-- start of Given records --

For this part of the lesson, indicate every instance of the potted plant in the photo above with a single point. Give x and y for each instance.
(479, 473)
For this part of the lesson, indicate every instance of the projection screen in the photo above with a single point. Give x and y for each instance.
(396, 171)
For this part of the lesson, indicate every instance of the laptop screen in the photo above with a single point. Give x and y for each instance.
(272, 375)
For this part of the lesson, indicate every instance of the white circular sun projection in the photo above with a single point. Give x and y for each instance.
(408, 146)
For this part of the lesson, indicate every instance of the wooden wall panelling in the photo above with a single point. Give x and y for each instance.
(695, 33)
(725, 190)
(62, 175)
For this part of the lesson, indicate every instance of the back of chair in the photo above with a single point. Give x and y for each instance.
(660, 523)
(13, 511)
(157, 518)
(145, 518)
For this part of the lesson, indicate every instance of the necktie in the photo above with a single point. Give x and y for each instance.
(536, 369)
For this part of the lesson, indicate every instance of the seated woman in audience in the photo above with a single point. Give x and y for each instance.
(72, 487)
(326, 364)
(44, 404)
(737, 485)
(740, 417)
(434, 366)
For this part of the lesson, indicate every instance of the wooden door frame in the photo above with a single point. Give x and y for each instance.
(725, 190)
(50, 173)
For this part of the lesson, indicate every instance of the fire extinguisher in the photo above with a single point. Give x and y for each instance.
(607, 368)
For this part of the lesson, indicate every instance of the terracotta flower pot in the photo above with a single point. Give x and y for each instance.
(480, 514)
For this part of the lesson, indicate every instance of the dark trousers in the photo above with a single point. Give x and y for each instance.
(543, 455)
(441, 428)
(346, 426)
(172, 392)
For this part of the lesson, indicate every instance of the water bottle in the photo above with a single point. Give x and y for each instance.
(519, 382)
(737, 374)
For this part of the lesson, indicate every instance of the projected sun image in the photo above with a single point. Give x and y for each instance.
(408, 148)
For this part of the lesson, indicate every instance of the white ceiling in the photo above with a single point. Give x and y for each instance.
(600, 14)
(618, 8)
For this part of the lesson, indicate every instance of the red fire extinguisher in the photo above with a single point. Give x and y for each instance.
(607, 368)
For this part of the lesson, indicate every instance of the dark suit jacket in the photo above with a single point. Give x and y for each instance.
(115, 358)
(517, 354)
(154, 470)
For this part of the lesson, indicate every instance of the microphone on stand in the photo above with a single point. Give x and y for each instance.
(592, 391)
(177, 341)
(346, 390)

-- end of Given records --

Given instruction –
Rewrite all of the material above, replacing "single point" with "single marker" each time it appears and leaving everything else unchanged.

Problem solution –
For this part of the lesson, indicate every instance of the potted plant in the photo above with a single marker. Give x and y for each instance.
(479, 473)
For this part of the lesson, indicate every instance of the projection screen in the photo above with a single marker. Give x and y for each instance.
(396, 171)
For this part of the lesson, indicate every instance of the laptop screen in the photo above with a single marker. Give x and y for each instance.
(272, 375)
For this part of the lesson, indicate every instance of the white circular sun projection in the photo above with a single marker. Give x and y for each instance.
(408, 146)
For this part of the lesson, indicate every instance of the wooden wall panelling in the photo above with a single marker. Give x and y for each instance.
(695, 33)
(725, 190)
(62, 175)
For this part of the lesson, indicate every instance of the back of chair in the photo above with a single marker. Give x and y for each instance.
(660, 523)
(13, 511)
(157, 518)
(145, 518)
For this part of the lesson, indicate every instance of the necktie in the photo above with a single marker. Give x and y for each instance.
(536, 369)
For this part of the lesson, indicate every instance of the seated woman in audience in the photo above with a single marker. Give x and y for each instance.
(72, 487)
(326, 364)
(44, 404)
(737, 485)
(740, 417)
(434, 366)
For this part of the lesson, indicate every instance of the wooden door frame in the photo above with a single marker. Give x and y for each instance.
(725, 190)
(50, 173)
For this part of the lesson, indicate every instance of the fire extinguisher in the photo above with a single marker. Give x and y for each instance.
(607, 368)
For this part of the lesson, indicate every instance of the terracotta flower pot in the photo above with a single marker. Give x and y for each instance.
(480, 514)
For this part of the lesson, indicate every instance of the dark trousers in the photo above with a single marker. Give x and y for each instance.
(543, 455)
(441, 428)
(346, 426)
(172, 392)
For this part of the lesson, indicate every instance of the water bottle in the photo above with a single marker. Give x and y for each instance.
(519, 382)
(737, 374)
For this part of the lesson, indicate every instance of the projected sun image in the photo above with a single marker. Give x and y for each instance.
(408, 148)
For this part of the lesson, indicate every instance of the white ceiling in the photo above with a single marker. Give x and y for each instance.
(600, 14)
(618, 8)
For this part of the lesson, indicate every instance of the red fire extinguisher in the photo above with a single marker. Give x and y for each instance.
(607, 368)
For this part of the lesson, indicate every instance of the dark suit jacket in the photo above with a single marker. Give x and y for each instance.
(115, 358)
(517, 354)
(154, 470)
For this part of the lesson, indicate every instance of the microphone on stand in the photo above with a single marker. Give x and y for each instance.
(592, 391)
(177, 341)
(346, 390)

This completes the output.